---------- Raw records

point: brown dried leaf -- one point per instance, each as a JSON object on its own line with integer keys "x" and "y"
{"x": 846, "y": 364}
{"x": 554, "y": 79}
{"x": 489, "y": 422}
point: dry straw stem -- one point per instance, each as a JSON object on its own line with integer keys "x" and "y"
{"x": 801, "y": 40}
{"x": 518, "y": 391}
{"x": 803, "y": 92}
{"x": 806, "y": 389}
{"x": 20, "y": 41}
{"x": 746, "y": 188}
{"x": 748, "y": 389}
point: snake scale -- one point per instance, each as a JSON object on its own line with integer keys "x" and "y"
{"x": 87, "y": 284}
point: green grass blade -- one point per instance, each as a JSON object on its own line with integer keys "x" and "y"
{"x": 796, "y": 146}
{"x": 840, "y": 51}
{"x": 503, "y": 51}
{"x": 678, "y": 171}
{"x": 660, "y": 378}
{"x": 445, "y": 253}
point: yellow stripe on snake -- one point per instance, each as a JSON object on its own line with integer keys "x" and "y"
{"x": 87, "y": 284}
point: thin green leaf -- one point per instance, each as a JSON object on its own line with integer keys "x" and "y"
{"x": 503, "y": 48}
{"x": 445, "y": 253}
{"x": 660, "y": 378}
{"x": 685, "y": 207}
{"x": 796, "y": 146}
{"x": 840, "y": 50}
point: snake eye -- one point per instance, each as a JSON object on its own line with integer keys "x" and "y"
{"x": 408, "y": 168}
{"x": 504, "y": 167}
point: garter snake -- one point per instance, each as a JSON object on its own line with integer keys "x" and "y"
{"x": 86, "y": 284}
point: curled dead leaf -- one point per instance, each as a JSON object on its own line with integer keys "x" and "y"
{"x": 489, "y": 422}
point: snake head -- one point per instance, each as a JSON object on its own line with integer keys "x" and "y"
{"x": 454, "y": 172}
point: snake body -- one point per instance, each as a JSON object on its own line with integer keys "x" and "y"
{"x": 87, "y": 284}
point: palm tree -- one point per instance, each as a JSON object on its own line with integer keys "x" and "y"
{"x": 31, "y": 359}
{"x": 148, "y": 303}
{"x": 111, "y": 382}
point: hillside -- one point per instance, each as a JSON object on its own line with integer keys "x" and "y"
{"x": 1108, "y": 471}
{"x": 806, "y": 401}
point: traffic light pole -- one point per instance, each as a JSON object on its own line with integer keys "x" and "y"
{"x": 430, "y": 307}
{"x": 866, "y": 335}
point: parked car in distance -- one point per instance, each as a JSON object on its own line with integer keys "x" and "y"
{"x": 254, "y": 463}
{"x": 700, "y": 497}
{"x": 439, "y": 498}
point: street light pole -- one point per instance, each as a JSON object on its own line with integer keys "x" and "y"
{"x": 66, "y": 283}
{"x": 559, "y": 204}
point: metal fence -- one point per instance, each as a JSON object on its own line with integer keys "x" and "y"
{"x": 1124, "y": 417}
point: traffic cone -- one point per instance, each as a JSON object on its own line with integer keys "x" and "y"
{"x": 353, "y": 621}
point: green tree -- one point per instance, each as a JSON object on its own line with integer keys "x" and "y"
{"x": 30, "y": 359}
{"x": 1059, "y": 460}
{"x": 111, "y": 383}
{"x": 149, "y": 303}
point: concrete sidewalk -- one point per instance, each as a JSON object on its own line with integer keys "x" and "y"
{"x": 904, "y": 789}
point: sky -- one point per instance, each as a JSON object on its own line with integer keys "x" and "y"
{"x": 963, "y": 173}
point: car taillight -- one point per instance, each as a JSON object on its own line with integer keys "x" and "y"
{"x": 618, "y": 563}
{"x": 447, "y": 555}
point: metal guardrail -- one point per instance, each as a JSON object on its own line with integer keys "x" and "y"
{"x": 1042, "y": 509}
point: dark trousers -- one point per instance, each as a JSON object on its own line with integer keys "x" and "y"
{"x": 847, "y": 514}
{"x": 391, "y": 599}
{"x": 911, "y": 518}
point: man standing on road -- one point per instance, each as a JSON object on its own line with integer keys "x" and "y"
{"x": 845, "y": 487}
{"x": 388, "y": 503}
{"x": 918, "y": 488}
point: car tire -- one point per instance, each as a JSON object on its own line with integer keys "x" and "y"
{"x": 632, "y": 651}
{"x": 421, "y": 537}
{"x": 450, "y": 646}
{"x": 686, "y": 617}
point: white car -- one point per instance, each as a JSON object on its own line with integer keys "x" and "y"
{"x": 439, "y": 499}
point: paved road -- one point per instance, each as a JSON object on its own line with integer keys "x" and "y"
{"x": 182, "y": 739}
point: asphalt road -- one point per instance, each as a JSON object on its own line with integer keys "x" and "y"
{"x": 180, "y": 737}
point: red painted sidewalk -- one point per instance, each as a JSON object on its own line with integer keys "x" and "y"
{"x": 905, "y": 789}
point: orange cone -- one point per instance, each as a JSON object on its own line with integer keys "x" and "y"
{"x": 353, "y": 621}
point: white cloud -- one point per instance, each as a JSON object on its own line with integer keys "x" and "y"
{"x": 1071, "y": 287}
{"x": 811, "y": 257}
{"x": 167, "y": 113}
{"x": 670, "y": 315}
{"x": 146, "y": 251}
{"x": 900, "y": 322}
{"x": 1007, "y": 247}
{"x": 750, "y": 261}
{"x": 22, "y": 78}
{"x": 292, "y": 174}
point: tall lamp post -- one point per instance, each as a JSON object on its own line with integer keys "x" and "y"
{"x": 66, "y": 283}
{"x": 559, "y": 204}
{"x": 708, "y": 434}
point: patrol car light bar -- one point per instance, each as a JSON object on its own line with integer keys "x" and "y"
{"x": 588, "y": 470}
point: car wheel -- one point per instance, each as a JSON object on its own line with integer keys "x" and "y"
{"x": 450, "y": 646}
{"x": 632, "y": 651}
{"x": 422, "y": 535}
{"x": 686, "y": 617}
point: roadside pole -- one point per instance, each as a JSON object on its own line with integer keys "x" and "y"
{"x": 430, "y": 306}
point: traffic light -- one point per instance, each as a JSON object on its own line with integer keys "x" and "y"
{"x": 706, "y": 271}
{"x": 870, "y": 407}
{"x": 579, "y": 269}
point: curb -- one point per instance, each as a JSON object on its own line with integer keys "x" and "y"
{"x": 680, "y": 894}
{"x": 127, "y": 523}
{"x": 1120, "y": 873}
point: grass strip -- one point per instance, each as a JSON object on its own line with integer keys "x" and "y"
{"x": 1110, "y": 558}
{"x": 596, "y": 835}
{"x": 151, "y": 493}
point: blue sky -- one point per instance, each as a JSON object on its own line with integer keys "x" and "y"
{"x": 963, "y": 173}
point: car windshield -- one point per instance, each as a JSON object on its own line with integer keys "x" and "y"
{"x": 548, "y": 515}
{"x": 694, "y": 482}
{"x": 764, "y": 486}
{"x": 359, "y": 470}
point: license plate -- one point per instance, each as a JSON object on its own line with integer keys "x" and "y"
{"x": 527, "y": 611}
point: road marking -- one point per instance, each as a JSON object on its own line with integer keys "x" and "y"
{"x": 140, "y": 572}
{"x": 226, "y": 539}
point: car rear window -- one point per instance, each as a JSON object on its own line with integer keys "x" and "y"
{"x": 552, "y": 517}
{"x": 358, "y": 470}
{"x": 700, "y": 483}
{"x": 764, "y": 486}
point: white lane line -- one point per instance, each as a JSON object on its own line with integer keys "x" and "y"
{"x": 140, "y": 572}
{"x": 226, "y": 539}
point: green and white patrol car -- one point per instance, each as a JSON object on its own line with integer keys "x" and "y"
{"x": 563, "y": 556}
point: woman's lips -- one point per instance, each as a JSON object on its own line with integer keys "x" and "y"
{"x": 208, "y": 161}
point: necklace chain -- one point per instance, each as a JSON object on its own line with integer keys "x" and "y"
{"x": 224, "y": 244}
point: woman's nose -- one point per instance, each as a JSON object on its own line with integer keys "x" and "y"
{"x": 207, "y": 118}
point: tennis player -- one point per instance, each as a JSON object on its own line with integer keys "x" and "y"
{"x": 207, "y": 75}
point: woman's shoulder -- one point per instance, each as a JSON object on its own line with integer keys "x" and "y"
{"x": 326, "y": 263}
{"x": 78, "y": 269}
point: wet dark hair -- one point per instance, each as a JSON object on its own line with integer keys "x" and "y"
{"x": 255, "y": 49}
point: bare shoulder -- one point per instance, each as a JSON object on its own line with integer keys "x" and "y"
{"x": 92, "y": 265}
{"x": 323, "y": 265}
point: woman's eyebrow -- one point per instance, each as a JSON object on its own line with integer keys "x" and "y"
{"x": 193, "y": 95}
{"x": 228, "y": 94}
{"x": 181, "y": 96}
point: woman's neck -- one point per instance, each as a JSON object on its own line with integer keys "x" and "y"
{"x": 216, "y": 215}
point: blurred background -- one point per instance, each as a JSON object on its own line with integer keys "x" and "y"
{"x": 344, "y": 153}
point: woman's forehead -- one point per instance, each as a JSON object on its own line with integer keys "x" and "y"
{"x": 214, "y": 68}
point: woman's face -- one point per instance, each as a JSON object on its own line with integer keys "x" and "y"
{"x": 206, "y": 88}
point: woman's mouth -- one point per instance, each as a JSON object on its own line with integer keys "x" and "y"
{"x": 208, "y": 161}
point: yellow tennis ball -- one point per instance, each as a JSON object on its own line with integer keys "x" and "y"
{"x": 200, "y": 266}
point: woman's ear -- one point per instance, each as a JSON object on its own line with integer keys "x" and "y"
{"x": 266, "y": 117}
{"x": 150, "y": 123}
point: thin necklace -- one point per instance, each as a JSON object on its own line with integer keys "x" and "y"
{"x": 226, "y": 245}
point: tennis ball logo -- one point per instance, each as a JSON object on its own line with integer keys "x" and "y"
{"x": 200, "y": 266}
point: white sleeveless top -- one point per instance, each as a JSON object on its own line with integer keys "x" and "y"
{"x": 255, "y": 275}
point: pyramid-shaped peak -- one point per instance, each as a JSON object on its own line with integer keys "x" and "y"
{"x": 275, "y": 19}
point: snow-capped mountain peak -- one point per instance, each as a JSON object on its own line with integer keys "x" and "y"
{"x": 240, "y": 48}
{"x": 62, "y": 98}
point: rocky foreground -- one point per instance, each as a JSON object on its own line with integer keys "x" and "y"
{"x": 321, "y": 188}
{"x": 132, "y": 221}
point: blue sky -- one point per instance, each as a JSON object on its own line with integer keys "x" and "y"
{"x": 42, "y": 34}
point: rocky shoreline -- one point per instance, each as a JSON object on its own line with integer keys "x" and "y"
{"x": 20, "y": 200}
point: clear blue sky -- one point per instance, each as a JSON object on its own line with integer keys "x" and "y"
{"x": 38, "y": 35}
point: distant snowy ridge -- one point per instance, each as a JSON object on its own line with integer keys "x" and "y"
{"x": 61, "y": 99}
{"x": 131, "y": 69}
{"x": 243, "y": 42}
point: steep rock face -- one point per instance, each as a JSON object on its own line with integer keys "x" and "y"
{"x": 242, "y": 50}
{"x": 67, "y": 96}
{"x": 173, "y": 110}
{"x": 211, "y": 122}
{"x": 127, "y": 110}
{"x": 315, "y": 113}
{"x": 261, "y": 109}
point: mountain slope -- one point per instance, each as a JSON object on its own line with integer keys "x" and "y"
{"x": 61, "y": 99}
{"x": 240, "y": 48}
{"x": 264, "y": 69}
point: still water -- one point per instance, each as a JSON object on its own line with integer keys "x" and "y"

--------------------

Work to do>
Repeat exactly, and only, the lines from the line containing "point: distant snowy" through the last line of the records above, both included.

Right answer>
point: distant snowy ridge -- one point per instance, each as a JSON object on its own line with integer keys "x" and "y"
{"x": 61, "y": 99}
{"x": 131, "y": 69}
{"x": 243, "y": 42}
point: steep rock face -- one point per instance, each as a JSON object on its own line with integer keys "x" and "y"
{"x": 242, "y": 50}
{"x": 67, "y": 96}
{"x": 173, "y": 110}
{"x": 211, "y": 122}
{"x": 127, "y": 110}
{"x": 315, "y": 113}
{"x": 261, "y": 109}
point: mountain slope -- one point per instance, each as a JSON object on its own line with integer keys "x" and "y"
{"x": 61, "y": 99}
{"x": 240, "y": 48}
{"x": 264, "y": 69}
point: still water -- one point per instance, each as a JSON object on its own line with integer keys "x" and "y"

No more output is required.